Referring expression data
◇ ◇ ◇ ◇ ◇ ◇ ◇

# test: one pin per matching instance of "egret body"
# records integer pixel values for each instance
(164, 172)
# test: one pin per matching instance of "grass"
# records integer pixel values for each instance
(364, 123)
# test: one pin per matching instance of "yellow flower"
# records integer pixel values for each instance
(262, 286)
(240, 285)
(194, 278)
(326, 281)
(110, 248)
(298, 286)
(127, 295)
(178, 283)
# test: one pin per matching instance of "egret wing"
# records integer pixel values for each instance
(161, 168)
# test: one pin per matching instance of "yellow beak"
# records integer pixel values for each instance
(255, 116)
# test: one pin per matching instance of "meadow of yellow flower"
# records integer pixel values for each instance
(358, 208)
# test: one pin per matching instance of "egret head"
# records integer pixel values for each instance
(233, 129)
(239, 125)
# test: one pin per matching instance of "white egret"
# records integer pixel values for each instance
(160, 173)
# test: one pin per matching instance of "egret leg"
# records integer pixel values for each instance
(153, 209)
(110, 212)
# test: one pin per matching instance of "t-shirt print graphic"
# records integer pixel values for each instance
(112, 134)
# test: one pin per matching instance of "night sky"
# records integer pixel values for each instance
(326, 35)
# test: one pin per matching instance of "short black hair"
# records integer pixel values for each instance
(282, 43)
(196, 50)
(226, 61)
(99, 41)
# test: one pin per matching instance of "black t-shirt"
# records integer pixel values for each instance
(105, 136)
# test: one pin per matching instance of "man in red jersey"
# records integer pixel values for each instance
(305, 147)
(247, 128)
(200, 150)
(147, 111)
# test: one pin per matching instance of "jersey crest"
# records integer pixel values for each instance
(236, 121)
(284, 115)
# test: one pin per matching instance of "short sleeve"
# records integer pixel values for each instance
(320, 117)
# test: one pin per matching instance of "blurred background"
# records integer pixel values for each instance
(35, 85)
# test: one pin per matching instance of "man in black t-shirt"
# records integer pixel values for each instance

◇ ◇ ◇ ◇ ◇ ◇ ◇

Work request: Among the entries above, how many lines include "egret"? State the number and nothing else.

Reply: 5